Rewrite everything from the line containing "for the road." down to the line containing "[79,320,640,480]", changing "photo" to "image" and keeping all else the same. Leave the picture out.

** Start of RECORDED INFORMATION **

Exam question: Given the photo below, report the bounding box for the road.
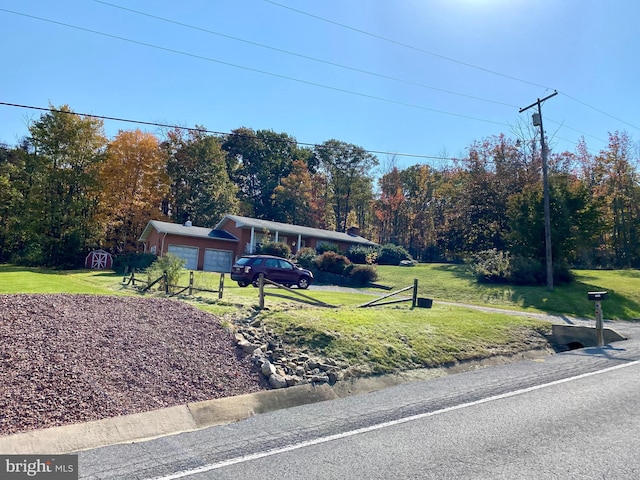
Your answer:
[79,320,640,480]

** End of RECORDED INFORMATION **
** Start of RECORDED INFORMATION **

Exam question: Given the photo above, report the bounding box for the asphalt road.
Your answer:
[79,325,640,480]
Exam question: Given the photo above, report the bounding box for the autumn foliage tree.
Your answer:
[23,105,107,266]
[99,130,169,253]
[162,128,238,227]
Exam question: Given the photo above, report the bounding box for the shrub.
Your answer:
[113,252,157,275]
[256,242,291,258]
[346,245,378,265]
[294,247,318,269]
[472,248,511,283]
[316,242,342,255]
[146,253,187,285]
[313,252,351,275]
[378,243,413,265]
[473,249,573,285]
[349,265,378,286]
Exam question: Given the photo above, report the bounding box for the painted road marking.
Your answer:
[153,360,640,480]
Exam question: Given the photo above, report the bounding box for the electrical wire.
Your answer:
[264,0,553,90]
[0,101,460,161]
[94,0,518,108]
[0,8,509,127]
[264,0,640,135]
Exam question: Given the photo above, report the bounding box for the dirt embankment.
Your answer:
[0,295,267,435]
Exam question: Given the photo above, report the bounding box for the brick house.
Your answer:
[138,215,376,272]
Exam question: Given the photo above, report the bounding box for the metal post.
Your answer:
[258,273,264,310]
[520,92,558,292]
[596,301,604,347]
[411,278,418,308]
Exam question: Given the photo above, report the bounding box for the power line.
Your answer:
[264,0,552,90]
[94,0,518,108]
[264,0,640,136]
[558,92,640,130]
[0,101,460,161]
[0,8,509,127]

** End of RECORDED INFORMATION **
** Start of RECORDED INFORMATION **

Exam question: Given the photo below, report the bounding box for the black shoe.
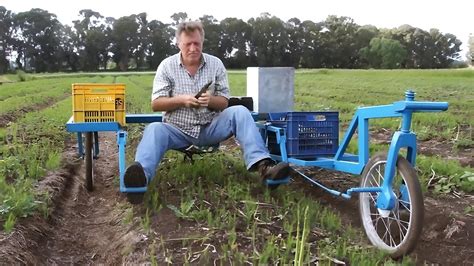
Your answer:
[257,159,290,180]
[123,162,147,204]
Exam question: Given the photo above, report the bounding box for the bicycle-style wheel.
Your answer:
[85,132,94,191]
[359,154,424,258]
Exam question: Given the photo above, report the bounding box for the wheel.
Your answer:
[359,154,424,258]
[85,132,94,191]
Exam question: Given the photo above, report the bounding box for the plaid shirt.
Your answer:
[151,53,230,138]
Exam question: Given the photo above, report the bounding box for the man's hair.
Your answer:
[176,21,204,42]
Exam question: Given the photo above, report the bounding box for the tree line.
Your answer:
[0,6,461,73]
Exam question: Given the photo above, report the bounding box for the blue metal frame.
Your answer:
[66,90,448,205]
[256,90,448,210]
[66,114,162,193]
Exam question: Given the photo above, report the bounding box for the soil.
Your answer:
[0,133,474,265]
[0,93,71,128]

** End of RECORDED INFORMATION **

SOLVED PROBLEM:
Exam question: Given the image below, report the bounding box for the road.
Your answer:
[79,320,640,480]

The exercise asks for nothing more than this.